■ EXERCISE AIM
Write out the listing below in full and exactly, leaving out every picture.

-------- RECORDS SHOWN --------

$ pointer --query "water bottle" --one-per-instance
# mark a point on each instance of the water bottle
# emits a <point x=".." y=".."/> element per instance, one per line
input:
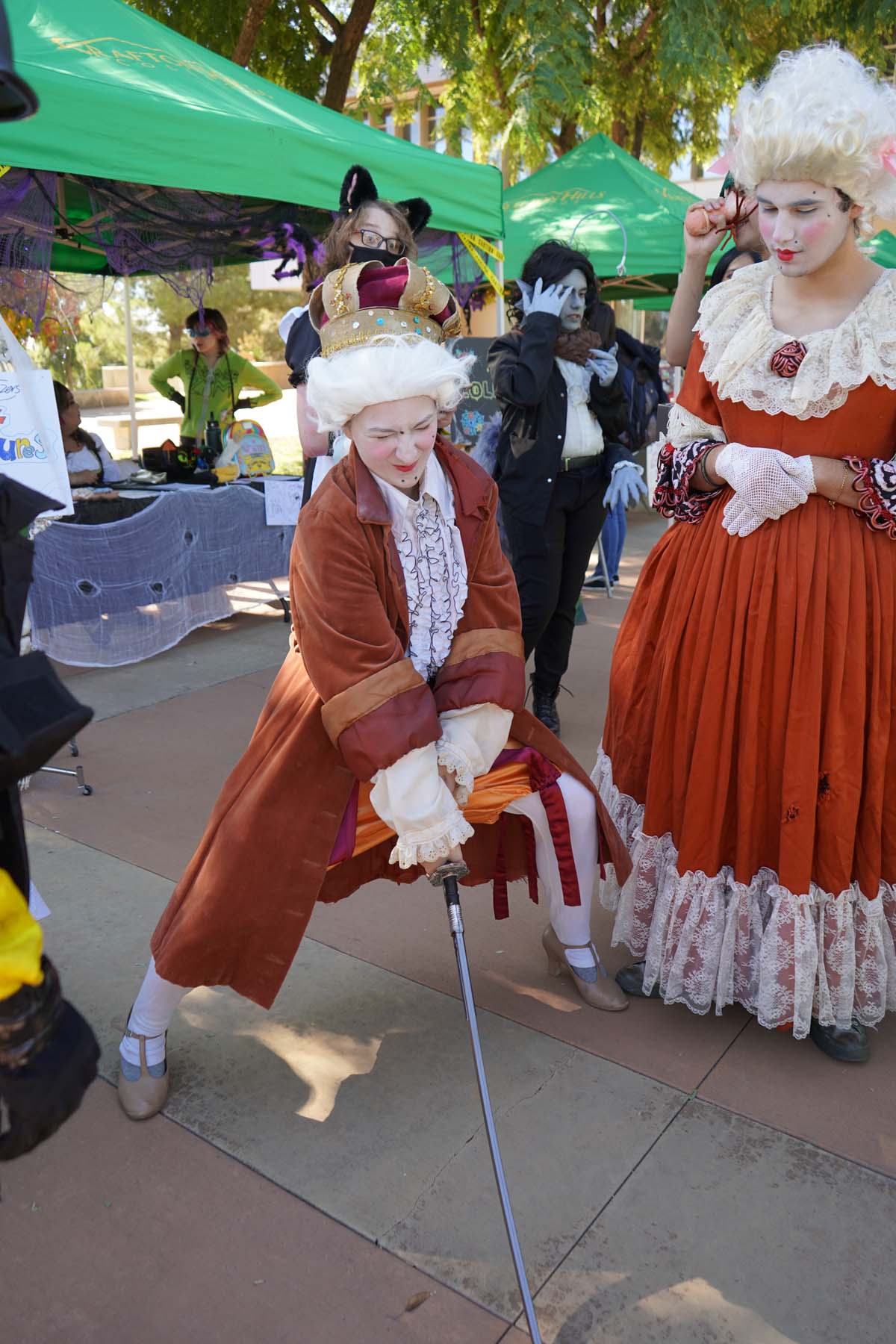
<point x="214" y="443"/>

--------

■ RESULT OF THE TASK
$ pointer --query "water bottle" --one-per-instance
# mark a point on each instance of the water bottle
# emits a <point x=".." y=".."/> element per instance, one per line
input:
<point x="214" y="443"/>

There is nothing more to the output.